(Stored entries)
[START]
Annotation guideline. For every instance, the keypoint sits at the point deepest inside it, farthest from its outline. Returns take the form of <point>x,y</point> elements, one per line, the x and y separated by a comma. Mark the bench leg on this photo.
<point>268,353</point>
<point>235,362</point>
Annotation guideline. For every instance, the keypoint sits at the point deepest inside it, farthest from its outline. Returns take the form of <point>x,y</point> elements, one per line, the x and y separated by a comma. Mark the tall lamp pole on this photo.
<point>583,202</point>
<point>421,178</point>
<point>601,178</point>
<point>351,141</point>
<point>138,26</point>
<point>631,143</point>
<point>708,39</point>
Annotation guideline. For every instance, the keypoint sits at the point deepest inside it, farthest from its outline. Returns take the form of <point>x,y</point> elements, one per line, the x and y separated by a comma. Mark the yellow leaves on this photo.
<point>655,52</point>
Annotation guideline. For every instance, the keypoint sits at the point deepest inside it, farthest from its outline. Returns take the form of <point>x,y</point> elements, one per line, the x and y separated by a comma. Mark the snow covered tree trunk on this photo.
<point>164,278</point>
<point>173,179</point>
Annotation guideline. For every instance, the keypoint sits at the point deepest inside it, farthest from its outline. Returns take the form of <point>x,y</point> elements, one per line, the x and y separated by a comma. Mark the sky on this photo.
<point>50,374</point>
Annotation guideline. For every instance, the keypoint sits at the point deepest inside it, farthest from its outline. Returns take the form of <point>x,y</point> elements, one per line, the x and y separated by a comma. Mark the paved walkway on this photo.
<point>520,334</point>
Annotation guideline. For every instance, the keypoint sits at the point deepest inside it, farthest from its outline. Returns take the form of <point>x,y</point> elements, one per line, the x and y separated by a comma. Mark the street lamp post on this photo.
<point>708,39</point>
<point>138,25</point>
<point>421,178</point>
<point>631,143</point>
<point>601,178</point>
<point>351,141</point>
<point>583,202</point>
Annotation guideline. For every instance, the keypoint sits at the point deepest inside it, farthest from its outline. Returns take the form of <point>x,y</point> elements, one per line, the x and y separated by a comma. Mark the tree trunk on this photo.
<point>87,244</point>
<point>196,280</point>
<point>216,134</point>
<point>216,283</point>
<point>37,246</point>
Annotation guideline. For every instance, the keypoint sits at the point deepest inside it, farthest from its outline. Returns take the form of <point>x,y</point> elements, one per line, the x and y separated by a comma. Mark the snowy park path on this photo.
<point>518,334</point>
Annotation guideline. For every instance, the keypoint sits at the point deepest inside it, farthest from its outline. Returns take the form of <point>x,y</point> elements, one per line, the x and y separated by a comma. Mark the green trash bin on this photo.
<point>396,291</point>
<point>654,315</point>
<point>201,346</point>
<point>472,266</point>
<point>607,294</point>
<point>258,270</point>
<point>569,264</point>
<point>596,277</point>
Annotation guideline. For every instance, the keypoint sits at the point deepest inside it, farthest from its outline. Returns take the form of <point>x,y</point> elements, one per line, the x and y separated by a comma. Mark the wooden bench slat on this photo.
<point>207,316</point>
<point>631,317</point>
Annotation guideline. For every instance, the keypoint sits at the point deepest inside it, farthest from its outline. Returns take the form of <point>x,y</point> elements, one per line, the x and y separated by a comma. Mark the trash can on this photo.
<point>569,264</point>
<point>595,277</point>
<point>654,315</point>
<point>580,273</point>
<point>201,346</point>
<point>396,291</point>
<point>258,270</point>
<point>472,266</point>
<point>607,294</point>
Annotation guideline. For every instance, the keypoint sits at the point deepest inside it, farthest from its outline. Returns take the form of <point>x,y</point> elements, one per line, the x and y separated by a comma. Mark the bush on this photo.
[END]
[START]
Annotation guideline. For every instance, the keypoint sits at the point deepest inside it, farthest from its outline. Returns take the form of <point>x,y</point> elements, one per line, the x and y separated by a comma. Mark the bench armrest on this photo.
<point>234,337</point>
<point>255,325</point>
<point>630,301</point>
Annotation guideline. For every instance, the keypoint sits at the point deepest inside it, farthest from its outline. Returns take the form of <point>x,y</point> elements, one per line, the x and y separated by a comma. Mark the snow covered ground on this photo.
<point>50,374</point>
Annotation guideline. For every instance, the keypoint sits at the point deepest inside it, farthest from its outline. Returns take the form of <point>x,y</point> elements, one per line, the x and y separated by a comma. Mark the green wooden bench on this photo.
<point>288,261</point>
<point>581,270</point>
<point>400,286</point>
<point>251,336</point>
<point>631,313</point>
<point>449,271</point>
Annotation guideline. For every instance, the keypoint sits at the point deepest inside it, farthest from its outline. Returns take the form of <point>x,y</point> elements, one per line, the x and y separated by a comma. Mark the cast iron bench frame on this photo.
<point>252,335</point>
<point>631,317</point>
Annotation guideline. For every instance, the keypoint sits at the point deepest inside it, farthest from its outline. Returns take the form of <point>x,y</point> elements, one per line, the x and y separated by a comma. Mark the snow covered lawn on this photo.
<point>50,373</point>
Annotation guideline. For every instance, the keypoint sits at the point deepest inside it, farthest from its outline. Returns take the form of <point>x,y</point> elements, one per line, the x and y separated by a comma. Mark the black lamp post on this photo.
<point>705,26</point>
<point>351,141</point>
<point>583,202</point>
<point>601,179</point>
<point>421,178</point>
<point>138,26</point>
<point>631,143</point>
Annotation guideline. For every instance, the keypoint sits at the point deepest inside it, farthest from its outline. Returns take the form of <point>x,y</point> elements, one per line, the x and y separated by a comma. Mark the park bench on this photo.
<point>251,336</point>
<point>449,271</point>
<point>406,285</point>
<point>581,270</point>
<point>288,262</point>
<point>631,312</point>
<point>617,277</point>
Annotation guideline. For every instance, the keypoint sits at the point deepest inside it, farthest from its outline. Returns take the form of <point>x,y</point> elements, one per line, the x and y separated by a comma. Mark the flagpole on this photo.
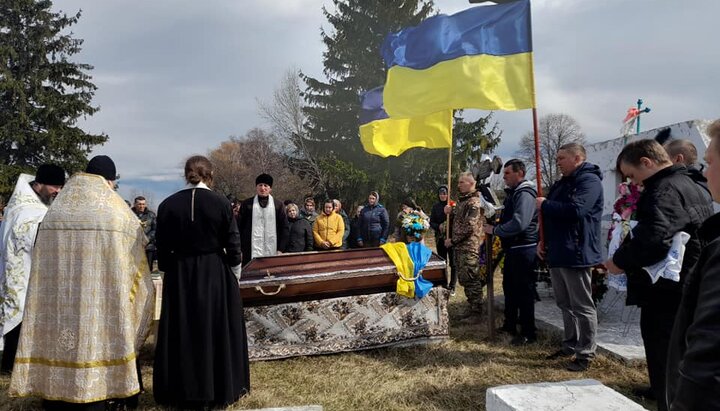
[END]
=== Do this ===
Transfer the entries from the line with "leg on this photo." up to and including the line with "<point>235,362</point>", reproducing every line, requests included, and adding 26 to every coordinate in the answers.

=== Solution ===
Annotation guideline. For every instance, the keypoint sits at the point deepest inside it, farthest from its outline. Returns take the form of <point>x,y</point> elements, one per line, the x and y separated by a comma. Mark the bench leg on this photo.
<point>294,379</point>
<point>261,388</point>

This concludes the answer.